SOLICITUD ESCRITA 1 -> Extrae cada línea de los registros que contenga la cadena "with". Distingue entre mayúsculas y minúsculas.

DOCUMENTO ->
Yo no busco la felicidad

Casi es hora de salir de la oficina. Doy un último vistazo a mis cuentas de correo electrónico mientras escucho en la laptop unas canciones que un amigo me compartió y que ya no se consiguen porque ya no venden esos discos desde hace varios años. Cuando salga voy a subirme a mi automóvil (que, por cierto, estará a la venta en algunas semanas más) y a manejar 35 km hasta mi casa. Mis hijos muy probablemente aún no estarán dormidos, así que podré verlos, jugar futbol un rato con el más pequeño y platicar con mis hijas. Cuando se hayan dormido conversaré con mi esposa y haremos planes para este fin de semana. Tal vez alcance a ver un rato la televisión: Monk o Dr. House, no sé cuál pasan hoy. Nada extraordinario, pero todo importante.

Hace unos días fui con Esmeralda a ver la película "The pursuit of happyness" ("En busca de la felicidad"). Pocas películas me han conmovido como ésta. No la voy a contar, no se preocupen, al menos nada que no venga ya en una reseña. Mejor vayan a verla, la recomiendo. Lo que sí puedo compartir es que me hizo recordar una etapa de mi vida. Definitivamente no me pasó lo mismo que a Chris Gardner, pero estuve en una situación similar al encontrarme repentinamente sin empleo, con mi esposa y una hija pequeña, y esforzándome por entrar a trabajar a un lugar sin tener todos los conocimientos para desempeñar el puesto, pero con entusiasmo y muchas ganas de salir adelante. Hice todo lo que estuvo a mi alcance por demostrar que podría con el trabajo, que sólo necesitaba una oportunidad para demostrarlo. Me pasaba los fines de semana leyendo los manuales, y los demás días me dormía tarde por estar estudiando, con tal de no fallar. Esa determinación fue crucial, ahora lo entiendo, para conseguir lo que vino después. No tengo abundancia, pero vivo tranquilo (en lo que cabe, claro).

SOLICITUD ESCRITA 2 -> Prosigue el texto sobre la búsqueda de la felicidad justo después de su última oración.

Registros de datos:
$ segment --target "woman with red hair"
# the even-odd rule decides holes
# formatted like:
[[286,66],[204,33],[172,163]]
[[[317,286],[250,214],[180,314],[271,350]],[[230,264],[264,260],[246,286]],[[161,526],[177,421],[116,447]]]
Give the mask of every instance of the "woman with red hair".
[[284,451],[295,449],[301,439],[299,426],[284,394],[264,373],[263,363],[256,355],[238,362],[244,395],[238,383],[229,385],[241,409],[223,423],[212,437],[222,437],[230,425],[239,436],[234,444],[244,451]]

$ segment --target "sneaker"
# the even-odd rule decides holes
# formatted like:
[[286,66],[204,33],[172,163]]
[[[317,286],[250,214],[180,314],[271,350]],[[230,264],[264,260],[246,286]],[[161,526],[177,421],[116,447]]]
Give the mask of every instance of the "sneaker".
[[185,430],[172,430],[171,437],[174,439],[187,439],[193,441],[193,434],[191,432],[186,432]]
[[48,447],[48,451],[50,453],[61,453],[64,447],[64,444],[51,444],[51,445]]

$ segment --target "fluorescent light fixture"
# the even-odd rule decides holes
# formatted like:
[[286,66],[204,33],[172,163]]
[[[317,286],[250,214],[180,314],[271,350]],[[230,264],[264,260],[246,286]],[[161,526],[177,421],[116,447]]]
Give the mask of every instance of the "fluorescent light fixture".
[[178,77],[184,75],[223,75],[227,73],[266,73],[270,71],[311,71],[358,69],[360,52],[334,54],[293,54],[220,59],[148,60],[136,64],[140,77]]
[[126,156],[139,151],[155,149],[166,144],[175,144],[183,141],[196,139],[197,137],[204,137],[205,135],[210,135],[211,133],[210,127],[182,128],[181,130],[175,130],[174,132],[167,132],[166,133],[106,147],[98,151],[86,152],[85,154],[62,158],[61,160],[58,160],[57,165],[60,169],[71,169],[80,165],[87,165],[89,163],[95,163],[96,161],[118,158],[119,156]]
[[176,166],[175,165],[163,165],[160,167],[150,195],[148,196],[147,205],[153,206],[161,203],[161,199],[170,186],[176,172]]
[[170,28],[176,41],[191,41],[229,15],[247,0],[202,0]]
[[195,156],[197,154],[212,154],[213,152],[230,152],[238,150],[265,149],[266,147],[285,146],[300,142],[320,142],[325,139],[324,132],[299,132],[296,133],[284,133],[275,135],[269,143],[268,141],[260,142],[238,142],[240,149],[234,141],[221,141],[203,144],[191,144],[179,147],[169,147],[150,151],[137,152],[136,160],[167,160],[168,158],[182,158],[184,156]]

RESPUESTA ESCRITA 1 ->
$ segment --target "woman with red hair"
Give the mask of every instance of the "woman with red hair".

RESPUESTA ESCRITA 2 ->
Estoy valorando todo lo que tengo, que me ha costado mucho esfuerzo conseguir. Recuerdo esos días cuando el dinero se me acababa y aún no conseguía el empleo, e iba a un examen, luego a otro, durante el proceso de evaluación para ver si me aceptaban, mientras mandaba un currículum tras otro a una empresa y a otra. Todo el esfuerzo ha valido la pena, no me quejo.

Por lo pronto me siento feliz. Tengo más de lo que había pensado (y no estoy hablando de cosas materiales, que de por sí tienen su importancia). Aún en esas noches cuando me desvelo estudiando me pongo a pensar y recuerdo que todo tiene recompensa, y lo hago con gusto. Dejo el libro, me asomo a la recámara, veo a mis hijos dormir tranquilos y pienso que no necesito buscar la felicidad... ahí está, durmiendo tranquila, soñando, e irá a la escuela mañana con sus mejillas rosadas.

Yo no busco la felicidad, pues vive en mi casa. ¿Qué más puedo pedir?

jueves, 1 de febrero de 2007

De aquí a cien kilómetros

"Te quiero mucho, de aquí a cien kilómetros... ¡y eso es mucho!"

Esta frase es la ocurrencia más reciente de mi hija Karime Kirey (4 años). Se lo dijo a mi hermana (tía Juli) este domingo cuando nos reunimos para comer. Me puse a pensar cómo, en su inocencia, ella trató de expresarle a su tía la magnitud de su cariño por ella.

Para Karime, cien kilómetros es mucho. Quizá para todos, especialmente si tuviéramos que recorrerlos a pie. El hecho es que Karime sabe que esa distancia es muy grande y que no se puede recorrer fácilmente (mis respetos para los corredores de maratón), quizá sólo en automóvil, y que seguramente a la mitad de ese recorrido ella ya estará dormida, y que esperará a que la despertemos al llegar. Para ella, eso es algo muy grande, y eso mismo quiso decir.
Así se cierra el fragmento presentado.